(Records from a data source)
--

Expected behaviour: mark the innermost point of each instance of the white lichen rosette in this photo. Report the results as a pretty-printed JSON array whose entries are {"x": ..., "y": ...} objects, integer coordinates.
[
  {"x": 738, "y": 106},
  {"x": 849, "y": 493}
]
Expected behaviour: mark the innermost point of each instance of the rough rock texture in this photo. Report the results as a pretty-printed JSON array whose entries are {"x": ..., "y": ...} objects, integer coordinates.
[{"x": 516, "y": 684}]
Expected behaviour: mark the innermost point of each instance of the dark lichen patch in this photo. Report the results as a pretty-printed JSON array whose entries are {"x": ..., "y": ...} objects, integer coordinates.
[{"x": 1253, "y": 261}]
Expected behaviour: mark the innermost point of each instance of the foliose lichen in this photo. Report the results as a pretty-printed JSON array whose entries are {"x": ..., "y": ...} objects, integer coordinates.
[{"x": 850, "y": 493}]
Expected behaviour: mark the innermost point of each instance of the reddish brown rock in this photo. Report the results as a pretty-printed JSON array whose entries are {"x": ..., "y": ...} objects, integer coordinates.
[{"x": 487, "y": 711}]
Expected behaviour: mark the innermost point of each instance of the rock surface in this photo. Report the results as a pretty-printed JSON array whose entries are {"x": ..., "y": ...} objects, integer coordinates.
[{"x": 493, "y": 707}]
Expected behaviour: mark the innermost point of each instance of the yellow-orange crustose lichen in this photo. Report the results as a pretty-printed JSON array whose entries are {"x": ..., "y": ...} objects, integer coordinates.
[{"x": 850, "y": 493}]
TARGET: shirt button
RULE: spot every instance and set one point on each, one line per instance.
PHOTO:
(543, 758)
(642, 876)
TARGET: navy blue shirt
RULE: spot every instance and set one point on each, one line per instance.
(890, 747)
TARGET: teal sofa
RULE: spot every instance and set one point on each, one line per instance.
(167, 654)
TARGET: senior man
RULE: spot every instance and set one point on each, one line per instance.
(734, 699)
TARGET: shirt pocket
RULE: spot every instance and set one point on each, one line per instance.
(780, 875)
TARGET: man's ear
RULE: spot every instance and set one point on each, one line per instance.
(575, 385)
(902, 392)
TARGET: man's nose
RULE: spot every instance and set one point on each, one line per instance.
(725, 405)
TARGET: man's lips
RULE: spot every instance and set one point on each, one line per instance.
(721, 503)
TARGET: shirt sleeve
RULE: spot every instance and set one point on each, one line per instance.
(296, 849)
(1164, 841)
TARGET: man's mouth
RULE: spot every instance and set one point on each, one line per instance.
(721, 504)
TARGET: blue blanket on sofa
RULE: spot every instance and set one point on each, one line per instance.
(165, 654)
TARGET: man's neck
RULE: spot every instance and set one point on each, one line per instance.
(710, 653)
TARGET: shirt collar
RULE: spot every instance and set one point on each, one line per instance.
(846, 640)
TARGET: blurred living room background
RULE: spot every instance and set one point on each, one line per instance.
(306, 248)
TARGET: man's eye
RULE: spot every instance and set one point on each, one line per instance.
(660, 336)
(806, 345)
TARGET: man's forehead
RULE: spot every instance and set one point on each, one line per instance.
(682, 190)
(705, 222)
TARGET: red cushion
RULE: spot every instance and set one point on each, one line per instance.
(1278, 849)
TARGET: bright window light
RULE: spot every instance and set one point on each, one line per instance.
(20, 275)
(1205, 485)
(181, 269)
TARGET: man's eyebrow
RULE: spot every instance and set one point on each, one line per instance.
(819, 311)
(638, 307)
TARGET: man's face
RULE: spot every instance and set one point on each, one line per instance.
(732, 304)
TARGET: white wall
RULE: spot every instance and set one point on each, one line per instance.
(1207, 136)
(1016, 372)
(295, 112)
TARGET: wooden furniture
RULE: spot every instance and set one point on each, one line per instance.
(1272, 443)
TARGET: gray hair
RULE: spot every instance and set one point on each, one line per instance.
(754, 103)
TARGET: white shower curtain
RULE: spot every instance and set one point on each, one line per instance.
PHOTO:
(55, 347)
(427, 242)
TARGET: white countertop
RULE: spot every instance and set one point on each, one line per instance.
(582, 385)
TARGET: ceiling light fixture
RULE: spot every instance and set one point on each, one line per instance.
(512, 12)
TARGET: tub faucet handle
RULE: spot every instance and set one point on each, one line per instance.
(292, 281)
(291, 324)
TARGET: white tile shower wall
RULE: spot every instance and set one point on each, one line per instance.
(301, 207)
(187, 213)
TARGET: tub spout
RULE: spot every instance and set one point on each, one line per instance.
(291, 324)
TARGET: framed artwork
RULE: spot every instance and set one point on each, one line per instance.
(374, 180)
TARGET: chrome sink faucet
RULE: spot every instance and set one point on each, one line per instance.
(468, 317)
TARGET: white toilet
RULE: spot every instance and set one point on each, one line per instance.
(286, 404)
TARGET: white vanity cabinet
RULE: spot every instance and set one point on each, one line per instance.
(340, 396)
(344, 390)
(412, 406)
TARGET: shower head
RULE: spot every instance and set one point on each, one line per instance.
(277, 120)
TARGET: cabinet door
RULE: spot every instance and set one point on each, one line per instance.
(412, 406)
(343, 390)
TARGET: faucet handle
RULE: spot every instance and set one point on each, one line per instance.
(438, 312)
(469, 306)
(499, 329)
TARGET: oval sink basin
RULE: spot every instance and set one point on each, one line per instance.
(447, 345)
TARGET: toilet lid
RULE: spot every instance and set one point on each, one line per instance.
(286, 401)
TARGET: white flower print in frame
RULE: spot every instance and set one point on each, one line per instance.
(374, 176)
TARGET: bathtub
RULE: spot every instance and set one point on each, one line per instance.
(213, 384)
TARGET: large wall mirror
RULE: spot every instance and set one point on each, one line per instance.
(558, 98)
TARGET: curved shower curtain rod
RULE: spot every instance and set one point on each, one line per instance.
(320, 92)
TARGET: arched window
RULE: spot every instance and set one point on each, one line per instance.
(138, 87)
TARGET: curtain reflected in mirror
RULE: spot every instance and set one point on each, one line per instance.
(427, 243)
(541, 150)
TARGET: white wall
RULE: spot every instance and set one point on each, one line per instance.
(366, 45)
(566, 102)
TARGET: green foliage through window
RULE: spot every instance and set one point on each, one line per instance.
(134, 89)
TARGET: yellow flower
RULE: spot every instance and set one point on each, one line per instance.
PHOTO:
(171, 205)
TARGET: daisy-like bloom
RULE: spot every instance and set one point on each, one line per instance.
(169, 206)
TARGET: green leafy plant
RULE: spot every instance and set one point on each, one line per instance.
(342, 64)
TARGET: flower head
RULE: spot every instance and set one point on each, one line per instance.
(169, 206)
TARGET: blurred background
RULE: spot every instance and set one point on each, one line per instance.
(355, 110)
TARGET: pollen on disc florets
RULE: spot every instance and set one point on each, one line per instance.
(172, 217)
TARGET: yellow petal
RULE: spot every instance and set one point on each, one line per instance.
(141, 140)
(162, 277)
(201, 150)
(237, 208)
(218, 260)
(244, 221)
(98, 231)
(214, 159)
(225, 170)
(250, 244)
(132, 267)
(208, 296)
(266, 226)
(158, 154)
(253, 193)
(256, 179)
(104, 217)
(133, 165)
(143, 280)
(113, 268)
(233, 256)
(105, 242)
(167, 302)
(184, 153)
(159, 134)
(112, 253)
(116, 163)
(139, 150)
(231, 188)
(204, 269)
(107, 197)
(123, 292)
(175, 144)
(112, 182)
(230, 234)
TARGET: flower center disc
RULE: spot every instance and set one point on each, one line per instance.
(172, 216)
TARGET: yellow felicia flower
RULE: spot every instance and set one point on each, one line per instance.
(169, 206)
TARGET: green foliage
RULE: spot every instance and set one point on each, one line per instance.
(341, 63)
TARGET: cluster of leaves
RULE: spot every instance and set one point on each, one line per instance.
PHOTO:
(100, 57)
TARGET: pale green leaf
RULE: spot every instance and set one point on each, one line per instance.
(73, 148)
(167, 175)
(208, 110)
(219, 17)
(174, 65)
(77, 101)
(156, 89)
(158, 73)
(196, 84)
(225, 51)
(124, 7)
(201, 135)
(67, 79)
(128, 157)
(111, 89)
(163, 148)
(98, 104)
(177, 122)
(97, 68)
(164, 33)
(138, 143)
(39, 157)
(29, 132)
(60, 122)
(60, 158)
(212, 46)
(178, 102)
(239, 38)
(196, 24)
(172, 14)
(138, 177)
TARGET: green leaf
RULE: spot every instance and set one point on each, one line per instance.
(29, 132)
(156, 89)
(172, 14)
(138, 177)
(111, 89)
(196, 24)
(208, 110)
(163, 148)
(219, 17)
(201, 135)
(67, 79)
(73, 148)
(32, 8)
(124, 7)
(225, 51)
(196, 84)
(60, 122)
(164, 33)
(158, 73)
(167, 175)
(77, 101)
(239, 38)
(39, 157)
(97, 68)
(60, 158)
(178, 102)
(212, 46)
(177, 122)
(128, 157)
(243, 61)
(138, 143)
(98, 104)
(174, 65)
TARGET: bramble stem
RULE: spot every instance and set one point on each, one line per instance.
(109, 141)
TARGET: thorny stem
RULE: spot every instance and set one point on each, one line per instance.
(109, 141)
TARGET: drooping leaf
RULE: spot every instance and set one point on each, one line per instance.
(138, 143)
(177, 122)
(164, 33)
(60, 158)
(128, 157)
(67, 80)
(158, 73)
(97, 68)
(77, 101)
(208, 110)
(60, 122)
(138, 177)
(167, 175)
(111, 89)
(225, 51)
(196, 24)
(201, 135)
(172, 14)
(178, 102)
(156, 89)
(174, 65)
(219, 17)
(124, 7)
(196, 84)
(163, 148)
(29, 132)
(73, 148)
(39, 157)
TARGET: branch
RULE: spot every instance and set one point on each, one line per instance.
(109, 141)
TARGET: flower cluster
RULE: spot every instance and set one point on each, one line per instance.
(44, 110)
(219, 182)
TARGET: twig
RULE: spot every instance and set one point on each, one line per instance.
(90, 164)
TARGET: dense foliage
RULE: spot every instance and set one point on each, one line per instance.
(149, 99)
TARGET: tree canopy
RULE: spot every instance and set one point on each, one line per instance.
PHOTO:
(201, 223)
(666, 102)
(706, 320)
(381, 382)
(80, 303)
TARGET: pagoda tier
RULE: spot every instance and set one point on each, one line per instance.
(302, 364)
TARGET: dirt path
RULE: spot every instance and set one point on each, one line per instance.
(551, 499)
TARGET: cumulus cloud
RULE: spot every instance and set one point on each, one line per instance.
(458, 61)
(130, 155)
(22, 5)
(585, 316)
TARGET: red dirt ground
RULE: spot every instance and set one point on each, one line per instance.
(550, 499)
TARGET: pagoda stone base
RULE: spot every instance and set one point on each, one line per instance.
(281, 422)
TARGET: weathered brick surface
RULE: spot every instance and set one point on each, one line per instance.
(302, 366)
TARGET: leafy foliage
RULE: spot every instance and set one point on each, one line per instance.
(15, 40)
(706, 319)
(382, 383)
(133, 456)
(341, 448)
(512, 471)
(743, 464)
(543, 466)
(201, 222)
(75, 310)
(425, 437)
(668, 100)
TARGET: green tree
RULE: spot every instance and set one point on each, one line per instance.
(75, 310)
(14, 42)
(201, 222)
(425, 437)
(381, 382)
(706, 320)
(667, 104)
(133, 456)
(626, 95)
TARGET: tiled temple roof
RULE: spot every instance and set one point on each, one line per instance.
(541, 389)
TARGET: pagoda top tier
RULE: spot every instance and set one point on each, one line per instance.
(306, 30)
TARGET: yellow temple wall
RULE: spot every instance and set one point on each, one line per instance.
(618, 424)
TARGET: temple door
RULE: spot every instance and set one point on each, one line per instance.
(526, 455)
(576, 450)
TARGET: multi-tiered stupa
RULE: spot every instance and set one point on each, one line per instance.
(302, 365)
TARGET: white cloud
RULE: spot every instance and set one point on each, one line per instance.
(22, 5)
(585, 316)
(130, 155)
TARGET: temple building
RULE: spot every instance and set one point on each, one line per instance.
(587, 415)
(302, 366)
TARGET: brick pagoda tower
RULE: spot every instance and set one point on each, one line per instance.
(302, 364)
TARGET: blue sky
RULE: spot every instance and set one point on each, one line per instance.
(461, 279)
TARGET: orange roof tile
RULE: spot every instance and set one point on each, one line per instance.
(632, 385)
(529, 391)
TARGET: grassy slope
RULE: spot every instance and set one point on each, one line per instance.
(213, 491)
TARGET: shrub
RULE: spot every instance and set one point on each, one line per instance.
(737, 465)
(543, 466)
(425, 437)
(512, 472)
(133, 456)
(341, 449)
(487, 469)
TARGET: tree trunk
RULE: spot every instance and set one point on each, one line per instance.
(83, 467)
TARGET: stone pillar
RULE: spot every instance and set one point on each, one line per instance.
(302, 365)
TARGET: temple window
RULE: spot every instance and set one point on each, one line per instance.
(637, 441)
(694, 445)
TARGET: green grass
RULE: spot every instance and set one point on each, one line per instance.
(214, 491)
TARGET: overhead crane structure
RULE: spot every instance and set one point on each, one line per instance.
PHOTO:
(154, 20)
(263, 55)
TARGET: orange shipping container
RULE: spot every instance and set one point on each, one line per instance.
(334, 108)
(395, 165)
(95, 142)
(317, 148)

--

-- Task directions --
Locate "TARGET: grassy slope" in the data above. Then repeat, exactly, its line and each line after it through the last, adding nothing.

-- Response to this exercise --
TARGET: grassy slope
RULE: spot every instance and set one point on each, one line per instance.
(213, 491)
TARGET: shrub
RULE: spot every instance and set one point on each, one line per instance.
(737, 465)
(543, 466)
(425, 437)
(512, 472)
(133, 456)
(341, 449)
(487, 469)
TARGET: tree trunk
RULE: spot every instance and set one point on each, one line per instance.
(83, 467)
TARGET: stone pillar
RULE: spot every instance and set one point on each, one line per instance.
(302, 365)
TARGET: temple window
RULE: spot every instance and set one point on each, one line per instance.
(637, 441)
(694, 445)
TARGET: green grass
RULE: spot every instance and set one point on each, one line per instance.
(214, 491)
TARGET: overhead crane structure
RULE: spot every instance and set one point on each, one line per instance.
PHOTO:
(154, 20)
(263, 55)
TARGET: orange shipping container
RULE: spot every instance and set one point on each, one line per instance.
(334, 108)
(395, 165)
(95, 142)
(317, 148)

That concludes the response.